Goal A
Based on the passage about the Scots Church allotment, state whether each statement agrees with it: (i) the Council of the Australian College recommended the trustees' memorial; (ii) Mr. Hay wrote the letter reporting Mr. Secretary Stanley's refusal; (iii) the Governor declined because the original agreement held no stipulation about the allotment. For each, answer yes or no and quote the deciding words.

Extract provided

When the establishment of the Australian College, however, had been successfully effected, the trustees of the Scots Church memorialized. His Excellency MajorGeneral Bourke for a Government allotment in lieu of the one they had thus surrendered for so important a public purpose ; their memorial being unanimously and cordially recommended by the Council of the Australian College. But His Excellency declined acceding

to the prayer of the memorial, on the ground that there had been no stipulation relative to the allotment in the original agreement with His Majesty's Government.

I could not help regarding this refusal on the part of His Excellency, the present Governor, as a very ungracious act; and on leaving the colony for England, I requested His Excellency to transmit the documents to the Right Honourable the Secretary of State for the Colonies, to whom I addressed a letter explanatory of the circumstances out of which the memorial had arisen, on my arrival in London. James Ewing, Esq., M. P. for Glasgow, subsequently did me the honour to call at the Colonial Office along with me to explain these circumstances more fully in a personal interview with Mr. Hay and Mr. Lefevre, the Under-Secretaries of State. In answer, however, to these communications I bave just received a letter from Mr. Lefevre, intimating that Mr. Secretary Stanley also refuses to grant the trustees of the Scots Church a Government allotment, in lieu of the one they had appropriated for the establishment of the Australian College ; " towards the construction of which,” Mr. Lefevre observes, “ His Majesty's Government so liberally contributed.”

Goal B
Reproduce the records from their beginning through the line containing "POLYGON ((46 13, 42", inclusive. Leave the pictures out of your answer.

Material for this exercise
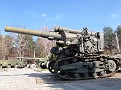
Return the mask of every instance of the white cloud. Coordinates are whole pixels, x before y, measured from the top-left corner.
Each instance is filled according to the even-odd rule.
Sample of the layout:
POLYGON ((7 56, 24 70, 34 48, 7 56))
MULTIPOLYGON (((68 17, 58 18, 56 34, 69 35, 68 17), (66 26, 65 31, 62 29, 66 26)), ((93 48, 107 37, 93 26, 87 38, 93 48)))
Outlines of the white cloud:
POLYGON ((116 17, 118 17, 119 16, 119 14, 112 14, 112 15, 110 15, 112 18, 116 18, 116 17))
POLYGON ((46 13, 42 13, 41 16, 42 16, 42 17, 46 17, 47 14, 46 14, 46 13))

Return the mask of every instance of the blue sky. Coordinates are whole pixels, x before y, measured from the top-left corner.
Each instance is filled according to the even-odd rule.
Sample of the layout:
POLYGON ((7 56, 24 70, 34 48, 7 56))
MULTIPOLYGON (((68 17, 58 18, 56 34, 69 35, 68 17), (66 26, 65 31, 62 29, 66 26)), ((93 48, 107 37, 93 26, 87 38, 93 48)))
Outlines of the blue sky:
POLYGON ((40 30, 43 26, 102 31, 121 25, 121 0, 0 0, 0 30, 4 26, 40 30))

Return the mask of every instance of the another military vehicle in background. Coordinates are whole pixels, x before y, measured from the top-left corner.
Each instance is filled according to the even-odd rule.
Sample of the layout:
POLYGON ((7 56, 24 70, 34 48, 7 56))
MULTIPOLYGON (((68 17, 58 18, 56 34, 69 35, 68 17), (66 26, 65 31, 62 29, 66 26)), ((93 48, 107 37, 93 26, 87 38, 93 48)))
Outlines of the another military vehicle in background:
POLYGON ((26 66, 26 63, 19 60, 0 60, 0 68, 23 68, 26 66))

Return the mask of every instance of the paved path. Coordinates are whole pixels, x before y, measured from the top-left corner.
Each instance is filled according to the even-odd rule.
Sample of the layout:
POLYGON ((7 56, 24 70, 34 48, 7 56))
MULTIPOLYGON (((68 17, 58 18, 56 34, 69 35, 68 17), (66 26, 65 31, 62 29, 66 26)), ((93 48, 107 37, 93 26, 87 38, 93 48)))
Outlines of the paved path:
POLYGON ((121 74, 118 76, 63 81, 49 72, 13 68, 7 71, 0 70, 0 90, 121 90, 121 74))

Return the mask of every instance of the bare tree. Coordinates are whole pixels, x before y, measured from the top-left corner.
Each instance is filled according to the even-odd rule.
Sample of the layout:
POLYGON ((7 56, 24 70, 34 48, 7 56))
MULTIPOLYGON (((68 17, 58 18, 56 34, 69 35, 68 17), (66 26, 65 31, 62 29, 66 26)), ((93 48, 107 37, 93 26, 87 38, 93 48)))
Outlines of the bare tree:
POLYGON ((11 37, 13 38, 13 47, 16 48, 17 56, 23 57, 29 41, 24 34, 11 33, 11 37))

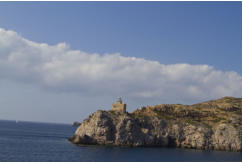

Output A
(i) Yes: "their memorial being unanimously and cordially recommended by the Council of the Australian College"
(ii) No: "a letter from Mr. Lefevre, intimating that Mr. Secretary Stanley also refuses"
(iii) Yes: "on the ground that there had been no stipulation relative to the allotment in the original agreement with His Majesty's Government"

Output B
Return the mask of every instance of the white cloud. Coordinates are whole pixels, x before y, measured from the top-left corner.
Each instance is filled according to the even-odd rule.
Sample of the layout:
POLYGON ((7 56, 24 70, 34 48, 7 56))
MULTIPOLYGON (((68 17, 58 18, 56 34, 69 35, 68 17), (66 26, 65 31, 62 29, 66 26)), ((93 48, 107 37, 93 26, 87 38, 93 48)))
Outlines of the white cloud:
POLYGON ((116 17, 118 17, 119 16, 119 14, 112 14, 112 15, 110 15, 112 18, 116 18, 116 17))
POLYGON ((46 13, 42 13, 41 16, 42 16, 42 17, 46 17, 47 14, 46 14, 46 13))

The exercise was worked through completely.